» **PASSAGE TO READ**

_____

First conceptualized by Satoshi Nakamoto in 2008, the first blockchain was implemented the following year as a core component of bitcoin, a type of cryptocurrency, where it serves as the public ledger for all transactions. Today blockchain is not only used for bitcoins and is a software protocol on its own.
A key feature of blockchain is its state-of-the-art cryptography, which is changing and challenging the existing security paradigm. Established security models, such as those used in credit card payments, are building walls to lock people out of the network, handing out encryption keys only to people that are allowed access a certain information.
Blockchain’s model, on the other hand, allows each participant on the network to have access to the ledger and manipulate it in a secure way without the need for a central authority. It is all about letting as many people in as possible. In fact, the more people that have the ledger and participate in the validation, the harder it gets to hack or break the system.
In contrast with blockchain, cryptocurrency has to do with the use of tokens based on the distributed ledger technology. Cryptocurrency is a digital currency formed on the basis of blockchain’s cryptography feature.
Blockchain is the platform where cryptocurrencies ride. The blockchain is the technology that serves as the distributed ledger that forms the network. This network creates the means for transacting, and enables transferring of value and information.
Cryptocurrencies are the tokens used within these networks to send value and pay for these transactions. Anything dealing with buying, selling, investing, trading, or other monetary aspects deals with a blockchain native token or subtoken which can be cryptocurrencies.
Blockchain, together with cryptocurrencies, has a huge potential to transform the financial services sector. Already many financial institutions globally and a few ones locally are either implementing or exploring distributed ledger technology, while others have been actively investing time and funds in this area.
As an example, Deutsche Bank has been exploring various use cases of blockchain in areas like payments and settlement of fiat currencies, asset registries, enforcement and clearing derivative contracts, regulatory reporting, KYC, AML registries, improving post-trade processing services, etc. It has been experimenting on these technologies at their innovation labs in London, Berlin and Silicon Valley.
Locally, Union Bank of the Philippines launched in 2018 the first blockchain-based platform for a fast and cost-effective way to communicate policy and procedural guidelines and regulatory requirements. In July this year, Unionbank successfully piloted the transfer tokenized fiat from OCBC Bank in Singapore to an account in Cantilan Bank, a Surigao Del Sur-based rural lender via UnionBank’s blockchain platform.
Hence, blockchain can disrupt and overhaul a legacy global banking system and lead to much faster payments by removing intermediaries. There is likewise huge potential for blockchain to streamline business-to-business (B2B) payments and address the persistent long-standing issues in cross-border friction and large payment volumes that are often exclusive to B2B. Other examples of potential blockchain technology applications include currency exchange and foreign exchange.
Despite the potential benefits, financial institutions need to carefully prepare for it by bringing together the whole ecosystem of stakeholders, such as regulators, governments, banks, and academics, along on the journey to ensure successful implementation. Institutions should collaborate to explore and develop new uses for blockchain that could deliver expected and needed business value.
The author is the president and CEO of Hungry Workhorse, a digital and culture transformation consultancy firm. He teaches strategic management in the MBA Program of De La Salle University.

_____

Referring expression data:
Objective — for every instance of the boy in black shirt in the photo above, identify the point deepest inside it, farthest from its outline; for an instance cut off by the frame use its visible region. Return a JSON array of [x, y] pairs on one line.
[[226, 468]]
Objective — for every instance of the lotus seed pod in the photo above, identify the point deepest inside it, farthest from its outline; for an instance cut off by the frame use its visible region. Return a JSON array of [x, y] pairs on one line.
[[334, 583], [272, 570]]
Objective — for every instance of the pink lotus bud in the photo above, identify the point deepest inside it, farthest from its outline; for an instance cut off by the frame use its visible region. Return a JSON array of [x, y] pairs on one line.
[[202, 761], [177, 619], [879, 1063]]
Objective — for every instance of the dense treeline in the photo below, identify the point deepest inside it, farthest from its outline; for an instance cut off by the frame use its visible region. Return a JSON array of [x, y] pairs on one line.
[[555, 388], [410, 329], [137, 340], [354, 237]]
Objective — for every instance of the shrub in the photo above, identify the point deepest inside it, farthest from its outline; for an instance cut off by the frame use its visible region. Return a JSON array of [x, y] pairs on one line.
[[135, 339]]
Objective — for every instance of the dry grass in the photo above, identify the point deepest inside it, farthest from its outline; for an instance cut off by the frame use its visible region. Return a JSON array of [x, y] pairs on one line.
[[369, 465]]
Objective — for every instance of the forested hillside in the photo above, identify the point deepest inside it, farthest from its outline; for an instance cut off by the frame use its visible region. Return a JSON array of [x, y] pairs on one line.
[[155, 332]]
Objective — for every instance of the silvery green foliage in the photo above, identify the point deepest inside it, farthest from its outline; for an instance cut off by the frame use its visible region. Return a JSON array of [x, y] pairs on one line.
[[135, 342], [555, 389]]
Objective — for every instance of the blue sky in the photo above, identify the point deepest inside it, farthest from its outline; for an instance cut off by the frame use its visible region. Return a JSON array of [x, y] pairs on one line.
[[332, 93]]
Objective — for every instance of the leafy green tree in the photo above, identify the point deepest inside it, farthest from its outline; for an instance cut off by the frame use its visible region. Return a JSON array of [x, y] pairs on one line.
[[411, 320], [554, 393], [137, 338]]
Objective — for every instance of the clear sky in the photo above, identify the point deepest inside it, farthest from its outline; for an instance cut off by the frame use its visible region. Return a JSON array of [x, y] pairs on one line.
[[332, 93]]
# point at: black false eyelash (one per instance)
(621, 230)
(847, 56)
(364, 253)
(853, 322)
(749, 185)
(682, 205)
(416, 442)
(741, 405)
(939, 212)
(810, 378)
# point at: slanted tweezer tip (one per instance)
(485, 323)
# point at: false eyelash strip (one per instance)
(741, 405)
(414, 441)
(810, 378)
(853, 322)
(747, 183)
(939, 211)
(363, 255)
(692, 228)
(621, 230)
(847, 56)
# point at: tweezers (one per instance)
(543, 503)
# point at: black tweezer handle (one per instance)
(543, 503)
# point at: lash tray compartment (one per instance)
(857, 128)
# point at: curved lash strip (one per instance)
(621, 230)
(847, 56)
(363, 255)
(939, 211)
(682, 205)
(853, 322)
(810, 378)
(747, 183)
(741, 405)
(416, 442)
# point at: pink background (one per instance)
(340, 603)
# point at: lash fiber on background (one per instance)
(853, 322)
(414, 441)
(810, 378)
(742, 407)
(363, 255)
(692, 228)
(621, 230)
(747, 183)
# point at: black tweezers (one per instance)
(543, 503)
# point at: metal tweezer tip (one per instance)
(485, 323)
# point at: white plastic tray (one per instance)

_____

» **EXERCISE DETAILS**
Answer these questions from the blockchain article:
(a) In what year did Union Bank of the Philippines launch the first blockchain-based platform?
(b) In which cities does Deutsche Bank have the innovation labs where it has been experimenting on these technologies?
(c) What is the name of the consultancy firm whose president and CEO wrote the article?
Answer from the text alone.

» **RESULT OF THIS TASK**
(a) 2018
(b) London, Berlin and Silicon Valley
(c) Hungry Workhorse